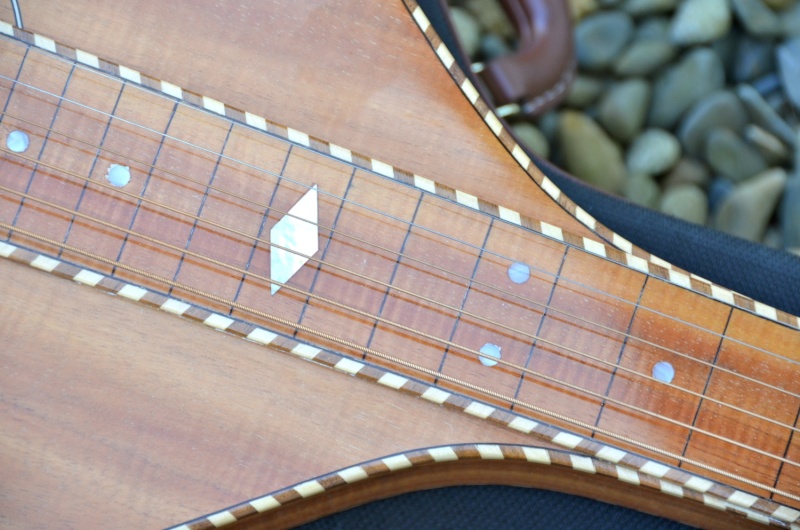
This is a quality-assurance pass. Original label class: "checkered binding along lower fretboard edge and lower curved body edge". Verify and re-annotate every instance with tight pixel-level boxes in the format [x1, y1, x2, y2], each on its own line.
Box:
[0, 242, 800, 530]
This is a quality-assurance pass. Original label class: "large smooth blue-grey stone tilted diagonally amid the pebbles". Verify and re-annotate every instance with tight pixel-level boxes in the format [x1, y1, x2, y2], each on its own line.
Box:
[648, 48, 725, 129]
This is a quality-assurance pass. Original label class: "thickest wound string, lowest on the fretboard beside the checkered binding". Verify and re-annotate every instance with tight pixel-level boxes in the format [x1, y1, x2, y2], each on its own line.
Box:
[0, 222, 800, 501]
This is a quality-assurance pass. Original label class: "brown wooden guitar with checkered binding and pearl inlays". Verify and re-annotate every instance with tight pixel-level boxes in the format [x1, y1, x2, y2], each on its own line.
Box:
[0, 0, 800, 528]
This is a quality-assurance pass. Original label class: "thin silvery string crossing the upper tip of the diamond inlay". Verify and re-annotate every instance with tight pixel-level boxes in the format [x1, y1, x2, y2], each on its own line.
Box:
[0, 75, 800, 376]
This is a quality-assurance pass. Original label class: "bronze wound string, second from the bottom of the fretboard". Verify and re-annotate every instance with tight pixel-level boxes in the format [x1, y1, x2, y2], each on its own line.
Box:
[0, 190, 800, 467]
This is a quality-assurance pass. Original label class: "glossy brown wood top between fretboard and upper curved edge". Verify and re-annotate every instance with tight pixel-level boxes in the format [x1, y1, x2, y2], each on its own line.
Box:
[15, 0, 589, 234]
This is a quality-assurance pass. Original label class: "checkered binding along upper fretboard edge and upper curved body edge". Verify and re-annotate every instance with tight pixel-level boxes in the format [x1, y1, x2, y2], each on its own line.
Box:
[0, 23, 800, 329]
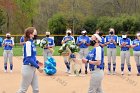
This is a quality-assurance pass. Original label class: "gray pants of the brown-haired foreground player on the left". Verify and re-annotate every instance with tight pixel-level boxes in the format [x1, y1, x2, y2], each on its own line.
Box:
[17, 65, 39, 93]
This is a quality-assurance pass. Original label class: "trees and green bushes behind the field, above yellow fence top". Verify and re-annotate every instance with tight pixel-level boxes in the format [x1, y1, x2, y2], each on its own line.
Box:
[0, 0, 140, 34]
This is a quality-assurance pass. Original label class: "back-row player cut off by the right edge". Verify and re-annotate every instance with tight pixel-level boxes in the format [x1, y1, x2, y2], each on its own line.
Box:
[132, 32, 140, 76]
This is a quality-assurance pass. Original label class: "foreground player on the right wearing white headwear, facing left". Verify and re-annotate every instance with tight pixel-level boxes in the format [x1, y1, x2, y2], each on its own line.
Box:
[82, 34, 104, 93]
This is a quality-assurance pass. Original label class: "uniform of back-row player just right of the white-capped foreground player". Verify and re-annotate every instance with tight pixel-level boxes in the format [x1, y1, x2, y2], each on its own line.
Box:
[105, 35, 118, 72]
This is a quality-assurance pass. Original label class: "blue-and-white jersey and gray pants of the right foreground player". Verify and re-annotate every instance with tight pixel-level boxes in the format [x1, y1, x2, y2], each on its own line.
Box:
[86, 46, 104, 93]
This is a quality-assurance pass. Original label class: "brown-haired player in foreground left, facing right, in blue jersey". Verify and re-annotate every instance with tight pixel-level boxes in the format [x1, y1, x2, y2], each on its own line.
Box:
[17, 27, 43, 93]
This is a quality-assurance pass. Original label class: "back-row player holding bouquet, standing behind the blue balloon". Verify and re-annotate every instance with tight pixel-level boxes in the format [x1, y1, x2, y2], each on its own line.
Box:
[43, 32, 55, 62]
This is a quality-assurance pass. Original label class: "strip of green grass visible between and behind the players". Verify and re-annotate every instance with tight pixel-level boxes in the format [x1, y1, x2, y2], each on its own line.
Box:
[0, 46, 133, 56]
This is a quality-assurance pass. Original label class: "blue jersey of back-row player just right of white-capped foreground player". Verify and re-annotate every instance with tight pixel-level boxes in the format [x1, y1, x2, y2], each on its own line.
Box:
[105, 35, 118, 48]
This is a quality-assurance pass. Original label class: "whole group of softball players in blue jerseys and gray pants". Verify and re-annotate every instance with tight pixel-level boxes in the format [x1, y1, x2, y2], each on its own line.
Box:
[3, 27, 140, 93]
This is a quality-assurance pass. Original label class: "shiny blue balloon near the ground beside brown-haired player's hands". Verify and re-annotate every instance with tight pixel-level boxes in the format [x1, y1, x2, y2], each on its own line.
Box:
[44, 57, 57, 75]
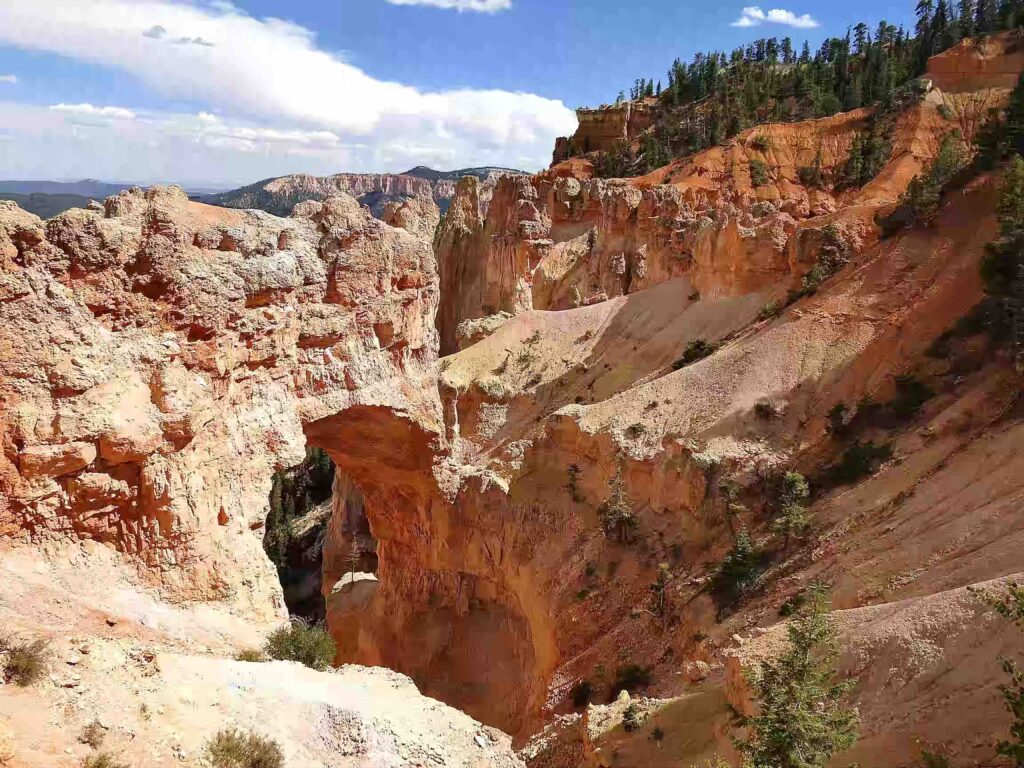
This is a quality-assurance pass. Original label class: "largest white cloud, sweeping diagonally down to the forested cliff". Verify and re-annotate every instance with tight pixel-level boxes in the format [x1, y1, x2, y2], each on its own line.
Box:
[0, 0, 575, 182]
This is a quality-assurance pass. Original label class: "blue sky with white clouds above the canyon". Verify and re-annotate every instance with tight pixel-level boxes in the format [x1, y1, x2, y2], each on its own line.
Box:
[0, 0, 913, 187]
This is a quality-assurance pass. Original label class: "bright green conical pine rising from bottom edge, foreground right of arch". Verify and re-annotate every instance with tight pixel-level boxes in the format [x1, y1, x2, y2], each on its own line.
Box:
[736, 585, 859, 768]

------------------------------------------------------------------------

What to work on: Copy each line above containing the string "from".

Answer to the problem:
This is a quality-assurance pass. Original label class: "bronze wound string, second from the bottom of the fretboard". Verify and re-annotate every instance with tight pixel-level boxes in the format [x1, y1, x2, y2], each on its own line.
This is a quality-assurance pass. Original label class: "bright green conical pine rising from bottom edge, foreground right of arch". Verify and re-annotate every instance with tight pixel-level boxes in the format [x1, y1, x2, y2], each on its own line.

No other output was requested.